§ Tasks to perform
A) Summarize the lecture excerpt below in two sentences.
B) Put every line of the segmentation records for tractor rear tire, wooden barrel, and gravel ground into a Markdown table, leaving out blank lines. Use the columns n for the row number and Line for the line itself.

§ Selected excerpt
Since this is V sub b right here, then, and

this is ground, this node voltage actually is V sub b.

And this node voltage right here, since this is ground, is V sub a.

Going through the derivation, where I let V sub 1 equal to 0.

We show that V sub a has to equal to V sub b,

because there's zero potential, difference between this.

It's an ideal amp op amp.

Now, if I want to find what Va is, I just have to look at this right here.

And note that this is a complete loop.

So I can use the voltage divider law.

[NOISE] And the voltage divider law says that V sub

a is equal to the ratio of Rf over the sum of the two

resistors in the loop, R1 plus RF times V2.

I can do the same thing across this loop right here, so going from V0,

being treated as if it was a source here, but this potential right

here is divided across these two resistors depending on their ratio.

So, Vb is equal to R1, that resistor,

over the sum of the two resistors, R1 plus RF times V0.

Now, I can equate V2 or V0 and Vb and

if do that I notice they have got the same denominators.

So, just simplifying that and, after I equate them,

I get Rf V2 is equal to R1 V0.

So solving for V0, I get Rf over R1, times V2.

Now, putting them together, the last step.

§ Data to process
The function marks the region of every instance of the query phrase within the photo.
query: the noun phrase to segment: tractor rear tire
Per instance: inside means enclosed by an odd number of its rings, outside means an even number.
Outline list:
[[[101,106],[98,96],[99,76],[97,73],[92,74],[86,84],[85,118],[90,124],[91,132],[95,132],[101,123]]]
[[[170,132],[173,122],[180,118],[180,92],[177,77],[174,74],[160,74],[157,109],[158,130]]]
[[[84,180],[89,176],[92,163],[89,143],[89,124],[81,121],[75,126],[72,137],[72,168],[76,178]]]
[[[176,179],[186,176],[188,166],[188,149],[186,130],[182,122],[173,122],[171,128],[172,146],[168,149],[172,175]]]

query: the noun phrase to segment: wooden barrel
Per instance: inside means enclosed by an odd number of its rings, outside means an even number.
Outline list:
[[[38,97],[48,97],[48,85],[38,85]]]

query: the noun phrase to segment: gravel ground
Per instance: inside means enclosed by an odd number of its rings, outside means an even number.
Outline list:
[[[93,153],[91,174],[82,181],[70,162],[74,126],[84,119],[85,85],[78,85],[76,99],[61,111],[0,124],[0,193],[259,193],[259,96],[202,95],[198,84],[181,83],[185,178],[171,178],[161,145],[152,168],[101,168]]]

§ Complete answers
A) With V1 set to 0 in an ideal op amp, Va must equal Vb. The voltage divider law gives Va as Rf over R1 plus Rf times V2, and Vb as R1 over R1 plus Rf times V0; equating and simplifying yields Rf V2 equal to R1 V0, so V0 equals Rf over R1 times V2.

B)
| n | Line |
|---|---|
| 1 | The function marks the region of every instance of the query phrase within the photo. |
| 2 | query: the noun phrase to segment: tractor rear tire |
| 3 | Per instance: inside means enclosed by an odd number of its rings, outside means an even number. |
| 4 | Outline list: |
| 5 | [[[101,106],[98,96],[99,76],[97,73],[92,74],[86,84],[85,118],[90,124],[91,132],[95,132],[101,123]]] |
| 6 | [[[170,132],[173,122],[180,118],[180,92],[177,77],[174,74],[160,74],[157,109],[158,130]]] |
| 7 | [[[84,180],[89,176],[92,163],[89,143],[89,124],[81,121],[75,126],[72,137],[72,168],[76,178]]] |
| 8 | [[[176,179],[186,176],[188,166],[188,149],[186,130],[182,122],[173,122],[171,128],[172,146],[168,149],[172,175]]] |
| 9 | query: the noun phrase to segment: wooden barrel |
| 10 | Per instance: inside means enclosed by an odd number of its rings, outside means an even number. |
| 11 | Outline list: |
| 12 | [[[38,97],[48,97],[48,85],[38,85]]] |
| 13 | query: the noun phrase to segment: gravel ground |
| 14 | Per instance: inside means enclosed by an odd number of its rings, outside means an even number. |
| 15 | Outline list: |
| 16 | [[[93,153],[91,174],[82,181],[70,162],[74,126],[84,119],[85,85],[78,85],[76,99],[61,111],[0,124],[0,193],[259,193],[259,96],[202,95],[198,84],[181,83],[185,178],[171,178],[161,145],[152,168],[101,168]]] |